## [Passage]
-- START --
To assure an appropriate level of CI system reliability and availability, there is a need to set up an adequate strategy for conducting the system’s renewals and its maintenance [6,7]. The undertaken strategy strictly interacts with maintenance costs of the system [8]. Fang et al. [6], when planning maintenance and repair strategy for system resilience and repair time optimization, also paid attention to prioritizing of restoration activities depending on components’ importance. Stenstrom et al. [8] proposed finding the balance between preventive and corrective maintenance to minimize costs and presented results for a case study of rail infrastructure. Thus, optimization of costs, related to ensuring the functional continuity of systems, meaning adequate policy of planning of renewals, seems to be one of the most important challenges appearing nowadays in researches conducted on the reliability and availability of these systems [9,10].

The purpose of this paper is to present an analysis of the CI system exploitation costs, taking into account various types of repair—resulting with the system transitioning to a certain reliability state—and also to propose procedures of determining the optimal configuration of repairs by defining relations among numbers and types of repairs, and the cumulative cost of system maintenance within certain time frames.

2. Previous Researches and Approach Proposed

Cost analysis and optimization are vital issues in the reliability and availability analysis of technical systems [11,12,13]. However, not only should costs of setting up the system itself and its initial operation be considered, but analysis of the operational costs, expenses of repairing of the system over a longer usage period, and optimization of total life cycle costs are also of great importance [14]. For the purpose of analyzing the costs related to maintenance of repairable systems, it is necessary to think through a number of additional expenses associated with their usage and renewal, such as system suspension costs or failing to fulfil the order. The importance of the additional costs mentioned was highlighted by Lisnianski et al. in [15], who defined them as reliability associated costs and presented basic life-cycle cost concepts. According to the authors, basic cost types include design and development, production, operation, support, and disposal costs. By taking into account life-cycle cost as a function of the system reliability, an optimal level of system reliability can be ascertained. The authors in [15] also outlined a comparative analysis, basing on criteria of a cost type, such as financial losses and investment expenses.
-- END --
## [Task prompt]
According to the passage on maintenance costs of repairable systems, what basic cost types do Lisnianski et al. include? List each of them.

(Rows of box annotation data)
-- START --
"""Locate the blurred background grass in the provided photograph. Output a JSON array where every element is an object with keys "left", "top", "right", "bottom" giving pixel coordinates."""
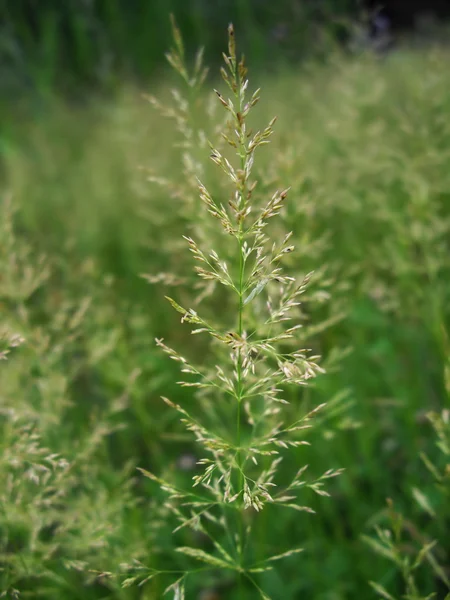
[{"left": 0, "top": 0, "right": 450, "bottom": 600}]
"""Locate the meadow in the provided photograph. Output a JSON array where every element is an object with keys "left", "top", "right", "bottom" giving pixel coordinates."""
[{"left": 0, "top": 18, "right": 450, "bottom": 600}]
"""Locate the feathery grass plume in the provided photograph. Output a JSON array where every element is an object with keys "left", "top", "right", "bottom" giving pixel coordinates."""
[
  {"left": 364, "top": 331, "right": 450, "bottom": 600},
  {"left": 0, "top": 197, "right": 153, "bottom": 598},
  {"left": 141, "top": 15, "right": 234, "bottom": 304},
  {"left": 142, "top": 25, "right": 340, "bottom": 598}
]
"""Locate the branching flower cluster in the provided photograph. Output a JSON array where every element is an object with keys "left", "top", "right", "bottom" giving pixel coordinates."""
[{"left": 138, "top": 26, "right": 339, "bottom": 598}]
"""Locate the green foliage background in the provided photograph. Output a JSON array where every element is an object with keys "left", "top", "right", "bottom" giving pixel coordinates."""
[{"left": 0, "top": 2, "right": 450, "bottom": 600}]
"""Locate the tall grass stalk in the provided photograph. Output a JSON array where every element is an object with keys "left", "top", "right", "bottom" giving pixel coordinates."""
[{"left": 137, "top": 26, "right": 339, "bottom": 599}]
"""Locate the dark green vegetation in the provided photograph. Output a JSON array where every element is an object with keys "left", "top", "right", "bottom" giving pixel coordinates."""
[
  {"left": 0, "top": 0, "right": 358, "bottom": 97},
  {"left": 0, "top": 11, "right": 450, "bottom": 600}
]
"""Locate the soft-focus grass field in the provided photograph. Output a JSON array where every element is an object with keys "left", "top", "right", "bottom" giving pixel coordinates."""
-- END --
## [The output]
- Design and development
- Production
- Operation
- Support
- Disposal